### AUFGABE
Ordnen Sie sämtliche Zeilen der nachfolgenden Einträge als Markdown-Tabelle mit den Spalten „Nr.“ für die fortlaufende Zeilennummer und „Zeile“ für den Wortlaut an. Leerzeilen lassen Sie dabei weg.

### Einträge
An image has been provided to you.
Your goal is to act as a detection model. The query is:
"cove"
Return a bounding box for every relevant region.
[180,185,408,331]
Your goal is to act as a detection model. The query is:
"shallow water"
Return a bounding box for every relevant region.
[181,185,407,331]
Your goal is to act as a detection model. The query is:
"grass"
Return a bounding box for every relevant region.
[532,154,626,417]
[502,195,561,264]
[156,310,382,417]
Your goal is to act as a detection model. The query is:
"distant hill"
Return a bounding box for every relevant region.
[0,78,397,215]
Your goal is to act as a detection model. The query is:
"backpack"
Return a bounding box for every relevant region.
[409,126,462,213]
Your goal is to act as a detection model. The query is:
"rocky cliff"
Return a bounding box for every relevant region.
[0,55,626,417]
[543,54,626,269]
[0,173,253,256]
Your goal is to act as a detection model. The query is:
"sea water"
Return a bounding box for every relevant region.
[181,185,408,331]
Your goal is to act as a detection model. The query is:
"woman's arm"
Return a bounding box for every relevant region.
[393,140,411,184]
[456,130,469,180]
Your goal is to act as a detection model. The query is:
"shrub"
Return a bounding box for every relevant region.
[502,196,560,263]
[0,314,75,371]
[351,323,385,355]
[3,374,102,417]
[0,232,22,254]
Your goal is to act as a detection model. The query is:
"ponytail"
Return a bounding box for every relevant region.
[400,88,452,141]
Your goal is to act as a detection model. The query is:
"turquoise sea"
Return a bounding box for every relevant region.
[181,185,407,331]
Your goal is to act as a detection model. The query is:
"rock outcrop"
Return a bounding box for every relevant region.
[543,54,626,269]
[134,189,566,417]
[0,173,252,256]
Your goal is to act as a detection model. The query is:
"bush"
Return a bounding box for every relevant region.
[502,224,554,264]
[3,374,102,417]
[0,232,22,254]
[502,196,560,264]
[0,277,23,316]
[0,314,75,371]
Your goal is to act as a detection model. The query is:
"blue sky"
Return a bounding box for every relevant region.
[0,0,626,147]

### LÖSUNG
| Nr. | Zeile |
|---|---|
| 1 | An image has been provided to you. |
| 2 | Your goal is to act as a detection model. The query is: |
| 3 | "cove" |
| 4 | Return a bounding box for every relevant region. |
| 5 | [180,185,408,331] |
| 6 | Your goal is to act as a detection model. The query is: |
| 7 | "shallow water" |
| 8 | Return a bounding box for every relevant region. |
| 9 | [181,185,407,331] |
| 10 | Your goal is to act as a detection model. The query is: |
| 11 | "grass" |
| 12 | Return a bounding box for every relevant region. |
| 13 | [532,154,626,417] |
| 14 | [502,195,561,264] |
| 15 | [156,310,382,417] |
| 16 | Your goal is to act as a detection model. The query is: |
| 17 | "distant hill" |
| 18 | Return a bounding box for every relevant region. |
| 19 | [0,78,397,215] |
| 20 | Your goal is to act as a detection model. The query is: |
| 21 | "backpack" |
| 22 | Return a bounding box for every relevant region. |
| 23 | [409,126,462,213] |
| 24 | Your goal is to act as a detection model. The query is: |
| 25 | "rocky cliff" |
| 26 | Return a bounding box for every relevant region. |
| 27 | [0,55,626,417] |
| 28 | [543,54,626,269] |
| 29 | [0,173,253,256] |
| 30 | Your goal is to act as a detection model. The query is: |
| 31 | "sea water" |
| 32 | Return a bounding box for every relevant region. |
| 33 | [181,185,408,331] |
| 34 | Your goal is to act as a detection model. The query is: |
| 35 | "woman's arm" |
| 36 | Return a bounding box for every relevant region. |
| 37 | [393,140,411,184] |
| 38 | [456,130,469,180] |
| 39 | Your goal is to act as a detection model. The query is: |
| 40 | "shrub" |
| 41 | Return a bounding box for every relevant region. |
| 42 | [502,196,560,263] |
| 43 | [0,314,75,371] |
| 44 | [351,323,385,355] |
| 45 | [3,374,102,417] |
| 46 | [0,232,22,254] |
| 47 | Your goal is to act as a detection model. The query is: |
| 48 | "ponytail" |
| 49 | Return a bounding box for every relevant region. |
| 50 | [400,88,452,141] |
| 51 | Your goal is to act as a detection model. The query is: |
| 52 | "turquoise sea" |
| 53 | Return a bounding box for every relevant region. |
| 54 | [181,185,407,331] |
| 55 | Your goal is to act as a detection model. The query is: |
| 56 | "rock outcrop" |
| 57 | Return a bounding box for every relevant region. |
| 58 | [543,54,626,269] |
| 59 | [134,189,566,417] |
| 60 | [0,173,252,256] |
| 61 | Your goal is to act as a detection model. The query is: |
| 62 | "bush" |
| 63 | Return a bounding box for every relevant region. |
| 64 | [502,224,554,264] |
| 65 | [3,374,102,417] |
| 66 | [0,232,22,254] |
| 67 | [502,196,560,264] |
| 68 | [0,277,23,316] |
| 69 | [0,314,75,371] |
| 70 | Your goal is to act as a detection model. The query is: |
| 71 | "blue sky" |
| 72 | Return a bounding box for every relevant region. |
| 73 | [0,0,626,147] |